**Your objective:**
Leaving out all images, return the entries below exactly.

(Natural-language object grounding data)
★ ★ ★ ★ ★

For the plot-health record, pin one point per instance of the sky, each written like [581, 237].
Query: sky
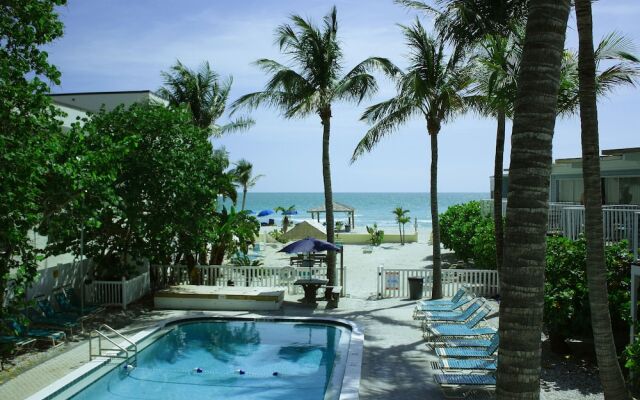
[123, 45]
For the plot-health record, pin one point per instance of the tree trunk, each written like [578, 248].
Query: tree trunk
[436, 289]
[522, 275]
[608, 366]
[328, 197]
[244, 196]
[497, 189]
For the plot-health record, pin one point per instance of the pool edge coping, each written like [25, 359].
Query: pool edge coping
[350, 381]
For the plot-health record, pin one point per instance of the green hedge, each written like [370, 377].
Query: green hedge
[469, 234]
[566, 303]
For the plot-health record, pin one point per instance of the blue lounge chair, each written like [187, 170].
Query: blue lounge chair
[470, 363]
[472, 380]
[454, 316]
[55, 337]
[475, 342]
[424, 306]
[470, 352]
[46, 316]
[468, 329]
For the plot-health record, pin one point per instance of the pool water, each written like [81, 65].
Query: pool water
[231, 359]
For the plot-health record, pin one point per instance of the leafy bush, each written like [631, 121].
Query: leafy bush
[469, 234]
[483, 244]
[376, 236]
[566, 303]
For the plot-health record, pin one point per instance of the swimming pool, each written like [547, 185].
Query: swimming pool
[244, 359]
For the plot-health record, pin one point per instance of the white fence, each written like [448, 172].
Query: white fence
[118, 293]
[248, 276]
[394, 283]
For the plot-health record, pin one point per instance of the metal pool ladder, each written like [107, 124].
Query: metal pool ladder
[120, 350]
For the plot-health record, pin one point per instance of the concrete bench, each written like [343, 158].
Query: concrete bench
[334, 296]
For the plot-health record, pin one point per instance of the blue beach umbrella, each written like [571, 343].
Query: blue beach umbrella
[308, 245]
[264, 213]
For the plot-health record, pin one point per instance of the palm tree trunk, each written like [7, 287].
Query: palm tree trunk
[244, 196]
[608, 366]
[328, 197]
[436, 289]
[497, 189]
[522, 275]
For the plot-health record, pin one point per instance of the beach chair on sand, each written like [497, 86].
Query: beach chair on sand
[470, 352]
[437, 332]
[453, 316]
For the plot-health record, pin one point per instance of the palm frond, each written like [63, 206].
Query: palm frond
[386, 125]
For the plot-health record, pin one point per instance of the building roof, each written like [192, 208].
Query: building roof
[337, 207]
[304, 229]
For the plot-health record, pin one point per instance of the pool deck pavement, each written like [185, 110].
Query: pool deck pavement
[396, 362]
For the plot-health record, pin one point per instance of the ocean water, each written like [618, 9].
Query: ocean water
[370, 207]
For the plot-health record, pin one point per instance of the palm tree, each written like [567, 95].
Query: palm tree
[313, 87]
[608, 366]
[522, 275]
[495, 26]
[435, 87]
[400, 214]
[496, 70]
[243, 176]
[205, 95]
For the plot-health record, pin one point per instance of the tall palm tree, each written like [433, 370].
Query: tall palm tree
[243, 176]
[522, 275]
[311, 87]
[608, 366]
[495, 26]
[496, 71]
[401, 215]
[435, 87]
[205, 94]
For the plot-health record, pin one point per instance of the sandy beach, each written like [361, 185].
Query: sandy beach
[361, 275]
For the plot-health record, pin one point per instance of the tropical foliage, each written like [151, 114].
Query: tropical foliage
[204, 94]
[143, 182]
[469, 234]
[312, 85]
[566, 300]
[376, 236]
[243, 177]
[435, 87]
[402, 218]
[28, 131]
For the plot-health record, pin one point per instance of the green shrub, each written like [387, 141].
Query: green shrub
[483, 244]
[457, 228]
[566, 303]
[469, 234]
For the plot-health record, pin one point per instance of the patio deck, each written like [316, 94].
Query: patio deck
[395, 363]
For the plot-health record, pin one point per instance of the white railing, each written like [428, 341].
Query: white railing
[394, 282]
[118, 293]
[244, 276]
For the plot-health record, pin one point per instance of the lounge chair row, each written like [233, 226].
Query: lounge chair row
[45, 323]
[465, 345]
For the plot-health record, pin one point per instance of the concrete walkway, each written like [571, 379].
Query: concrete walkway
[396, 362]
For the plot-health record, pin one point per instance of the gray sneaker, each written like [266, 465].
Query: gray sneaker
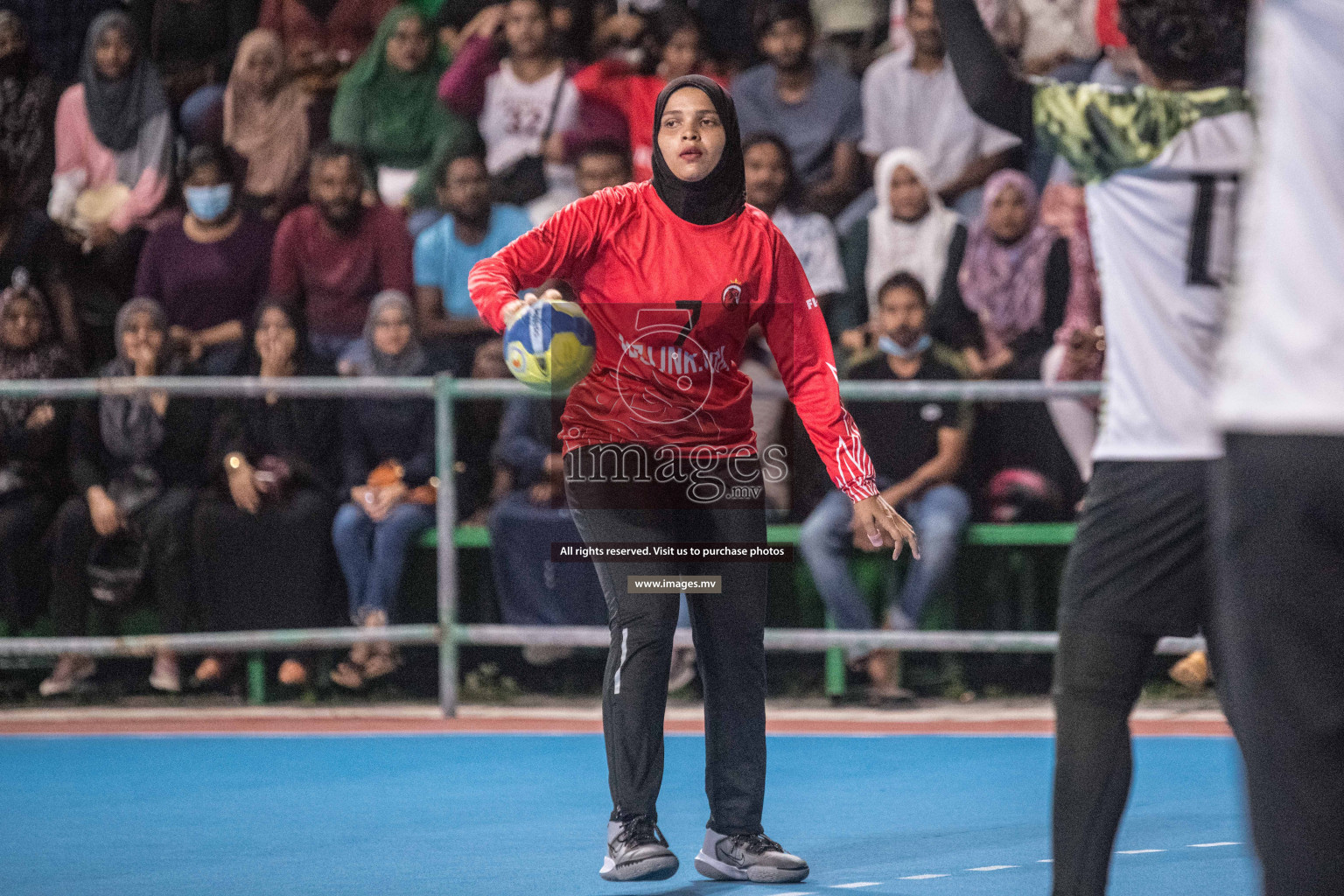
[752, 858]
[637, 850]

★ ★ ★ ★ ★

**Response to this exercise:**
For the plot-health record, pin one point per instance of the sky, each written like [581, 237].
Query: sky
[123, 45]
For the plot-health record, pin one point per instance of the tree trunk, each written like [578, 248].
Query: tree trunk
[436, 289]
[522, 275]
[608, 366]
[328, 197]
[244, 196]
[497, 189]
For the plot-health record, pin one point per instance of the pool edge coping, each written like [25, 359].
Query: pool edge coping
[350, 381]
For the plot-health record, pin one point per instance of the green hedge, each written like [370, 377].
Query: green hedge
[469, 234]
[566, 303]
For the plot-health record, pin one point per instance of the blue lounge chair, each written like [187, 170].
Query: blue lounge chair
[470, 363]
[472, 380]
[454, 316]
[55, 337]
[475, 342]
[424, 306]
[470, 352]
[46, 316]
[468, 329]
For the plot-health record, pin one point per instance of the pool water, each written like [81, 65].
Query: pool water
[231, 359]
For the plot-health record, pin one point per instance of the leafy bush, each written like [631, 121].
Query: leafy bush
[469, 234]
[483, 244]
[376, 236]
[566, 303]
For the plot-health record, pin one point per instance of the swimming pool, each written like [547, 185].
Query: swimming pool
[244, 359]
For the plot-health record, pin one point per instance of the white fence, each written like [448, 172].
Query: white fence
[118, 293]
[248, 276]
[394, 283]
For the plot-health record, pin one point per instance of the metal pool ladder, each written like [107, 124].
Query: metal pool ladder
[120, 350]
For the plot-health record, pin one point per instance of the concrete bench, each written like [343, 158].
Query: concrete bench
[334, 296]
For the plot-health record, pin one point per instance of the blue beach umbrella, each written like [571, 343].
Query: blue beach umbrella
[308, 245]
[264, 213]
For the plot-health record, pin one point per instance of the palm tree trunk, each written like [7, 287].
Query: palm tree trunk
[244, 196]
[608, 366]
[328, 197]
[436, 289]
[497, 189]
[522, 275]
For the plot-health record, pin one point per instance of the beach chair on sand, each written like [497, 86].
Query: beach chair on sand
[470, 352]
[437, 332]
[453, 316]
For the plot-health record, pin one point per instance of the palm frond, each written like [63, 206].
Query: palm frond
[386, 125]
For the plot-health record, pin one point per instance of the building roof, each written like [192, 208].
Query: building roof
[337, 207]
[304, 229]
For the plot-health record, pin one point per instance of the pool deck pavement, each written like [185, 110].
Query: pool deck pavement
[396, 362]
For the plot-health record, pin one point per instance of the ocean water, each written like [618, 9].
Query: ocean water
[370, 207]
For the plot-health record, pin one point per instance of the palm tree, each written like [567, 95].
Query: palm tree
[313, 87]
[608, 366]
[522, 275]
[495, 26]
[435, 87]
[400, 214]
[496, 70]
[243, 176]
[205, 95]
For the plot-health record, pin one point per instance of the tall palm tree, each written like [433, 370].
Query: tall palm tree
[243, 176]
[522, 275]
[311, 87]
[608, 366]
[495, 26]
[496, 71]
[401, 215]
[435, 87]
[205, 94]
For the plot-health record, pin one point per instance of the sandy beach, each written like [361, 185].
Query: sandy beach
[361, 275]
For the plot-health record, pin one point per instance of the tropical foliage, each written like [151, 114].
Query: tropical foliage
[204, 94]
[143, 182]
[469, 234]
[312, 85]
[566, 300]
[376, 236]
[243, 177]
[435, 87]
[402, 218]
[28, 131]
For the plot-health record, pin one point per instance of the green shrub, each written like [387, 141].
Query: green shrub
[483, 244]
[457, 228]
[566, 303]
[469, 234]
For the plot-health record, pin one point per instance of the patio deck, each written like [316, 94].
Query: patio deck
[395, 363]
For the plot-health record, pin one point per instance of the white railing, each written like [428, 341].
Query: white railing
[394, 282]
[118, 293]
[244, 276]
For the plot-health record, pin one point per instance of the lounge chair row, each written like [233, 226].
Query: lounge chair row
[45, 323]
[465, 345]
For the plot-health record, pin one point per instance of the concrete walkway, each written like [571, 379].
Query: concrete walkway
[396, 362]
For the plot-health record, pin one point per instance of the gray sneaker, each written like [266, 465].
Query: gray sneaker
[752, 858]
[637, 850]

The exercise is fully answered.